In the CTFV excerpt, how many cases of CTFV infection were reported in the United States from 2010 through 2019?

> _DOCUMENT EXCERPT_:
—————
CTFV causes a traditionally endemic disease in the western United States and Canada. A total of 59 cases of CTFV infection were reported in the United States from 2010 through 2019 [20]. However, the characteristics of CTFV are largely unknown, especially because a reverse genetics system has not been established. To establish this, we first investigated the viral growth of different CTFV isolates in cultured cells to understand basic CTFV characteristics. Most strains isolated from humans (Florio, 69V28, 83F-16B, and R97858b) grow well in Vero cells [38]. In contrast, strains (SS-18 and S5-2-50) isolated from rodents and ticks [40] tend to be less proliferative in Vero cells. These results suggest that CTFV strains isolated from humans might efficiently propagate in cells of primate origin and that the properties among strains differ depending on the host species from which they were isolated. To test this hypothesis, more isolates from different hosts should be isolated for comparative analyses.
—————
> _EXCERPTED DATA_:
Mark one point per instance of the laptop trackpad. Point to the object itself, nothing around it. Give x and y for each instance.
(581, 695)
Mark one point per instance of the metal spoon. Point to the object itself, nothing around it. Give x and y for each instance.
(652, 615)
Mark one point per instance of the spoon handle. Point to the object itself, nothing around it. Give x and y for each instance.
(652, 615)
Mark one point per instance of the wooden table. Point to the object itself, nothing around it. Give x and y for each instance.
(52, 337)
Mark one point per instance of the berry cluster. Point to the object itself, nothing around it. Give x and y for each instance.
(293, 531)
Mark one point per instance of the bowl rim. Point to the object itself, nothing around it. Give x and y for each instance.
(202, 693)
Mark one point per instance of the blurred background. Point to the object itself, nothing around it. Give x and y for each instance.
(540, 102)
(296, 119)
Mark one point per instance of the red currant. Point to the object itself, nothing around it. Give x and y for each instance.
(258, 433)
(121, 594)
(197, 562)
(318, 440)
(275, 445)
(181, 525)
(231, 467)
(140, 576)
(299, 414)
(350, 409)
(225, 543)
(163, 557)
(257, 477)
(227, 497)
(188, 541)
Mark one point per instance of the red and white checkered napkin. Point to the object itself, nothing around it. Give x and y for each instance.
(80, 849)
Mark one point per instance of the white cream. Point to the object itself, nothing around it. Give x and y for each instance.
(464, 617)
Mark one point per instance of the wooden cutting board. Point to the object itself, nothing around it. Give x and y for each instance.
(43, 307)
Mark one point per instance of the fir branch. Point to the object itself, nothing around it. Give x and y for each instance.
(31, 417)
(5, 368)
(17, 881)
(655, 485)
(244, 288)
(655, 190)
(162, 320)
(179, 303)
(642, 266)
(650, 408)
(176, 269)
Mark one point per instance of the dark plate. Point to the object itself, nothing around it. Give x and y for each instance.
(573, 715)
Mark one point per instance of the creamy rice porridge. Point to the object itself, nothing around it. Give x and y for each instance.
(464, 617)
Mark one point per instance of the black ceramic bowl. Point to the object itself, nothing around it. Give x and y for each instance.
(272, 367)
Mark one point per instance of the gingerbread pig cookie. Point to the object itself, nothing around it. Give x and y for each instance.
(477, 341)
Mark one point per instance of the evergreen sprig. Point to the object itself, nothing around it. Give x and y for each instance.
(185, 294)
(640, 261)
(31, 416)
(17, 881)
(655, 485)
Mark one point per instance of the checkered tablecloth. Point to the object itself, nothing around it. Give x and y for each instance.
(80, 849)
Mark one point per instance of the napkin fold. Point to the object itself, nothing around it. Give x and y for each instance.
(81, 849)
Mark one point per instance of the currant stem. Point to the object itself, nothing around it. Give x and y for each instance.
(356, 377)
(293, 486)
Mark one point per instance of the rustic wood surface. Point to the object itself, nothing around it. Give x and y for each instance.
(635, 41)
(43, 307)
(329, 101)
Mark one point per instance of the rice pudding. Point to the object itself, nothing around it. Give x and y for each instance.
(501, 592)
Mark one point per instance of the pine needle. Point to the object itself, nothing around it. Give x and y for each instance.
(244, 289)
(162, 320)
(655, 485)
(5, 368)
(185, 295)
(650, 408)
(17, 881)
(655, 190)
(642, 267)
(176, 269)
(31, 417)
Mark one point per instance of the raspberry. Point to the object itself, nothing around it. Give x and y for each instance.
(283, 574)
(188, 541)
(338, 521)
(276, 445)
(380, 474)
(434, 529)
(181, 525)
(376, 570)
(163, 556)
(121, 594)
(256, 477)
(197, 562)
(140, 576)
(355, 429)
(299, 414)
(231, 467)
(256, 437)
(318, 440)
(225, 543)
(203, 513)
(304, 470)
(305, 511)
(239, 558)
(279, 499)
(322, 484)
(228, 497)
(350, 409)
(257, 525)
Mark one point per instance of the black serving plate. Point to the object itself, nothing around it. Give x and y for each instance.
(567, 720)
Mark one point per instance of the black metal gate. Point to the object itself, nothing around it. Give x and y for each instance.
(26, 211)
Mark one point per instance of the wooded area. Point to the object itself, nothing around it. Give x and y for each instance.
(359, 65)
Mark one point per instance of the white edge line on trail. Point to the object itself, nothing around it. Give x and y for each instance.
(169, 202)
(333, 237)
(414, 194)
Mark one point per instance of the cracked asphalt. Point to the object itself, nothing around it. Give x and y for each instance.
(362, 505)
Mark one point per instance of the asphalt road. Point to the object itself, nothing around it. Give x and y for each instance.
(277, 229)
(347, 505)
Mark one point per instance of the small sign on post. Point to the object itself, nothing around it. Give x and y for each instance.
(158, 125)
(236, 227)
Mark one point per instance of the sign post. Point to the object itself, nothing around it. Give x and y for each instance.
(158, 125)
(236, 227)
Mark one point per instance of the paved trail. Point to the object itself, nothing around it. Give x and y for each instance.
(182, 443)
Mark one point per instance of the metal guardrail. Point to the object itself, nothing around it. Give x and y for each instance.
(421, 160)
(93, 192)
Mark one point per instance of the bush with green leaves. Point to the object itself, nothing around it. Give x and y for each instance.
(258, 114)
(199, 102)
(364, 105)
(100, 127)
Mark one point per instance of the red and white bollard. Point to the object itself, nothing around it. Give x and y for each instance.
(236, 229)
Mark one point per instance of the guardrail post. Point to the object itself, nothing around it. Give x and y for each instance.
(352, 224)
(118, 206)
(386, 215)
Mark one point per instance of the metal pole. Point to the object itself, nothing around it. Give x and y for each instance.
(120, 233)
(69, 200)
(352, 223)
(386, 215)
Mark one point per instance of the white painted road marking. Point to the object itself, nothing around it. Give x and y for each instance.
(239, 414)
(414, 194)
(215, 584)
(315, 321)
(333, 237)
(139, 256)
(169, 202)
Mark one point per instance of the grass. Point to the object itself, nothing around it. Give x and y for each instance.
—————
> _RESPONSE TO THE EXERCISE_:
59 cases.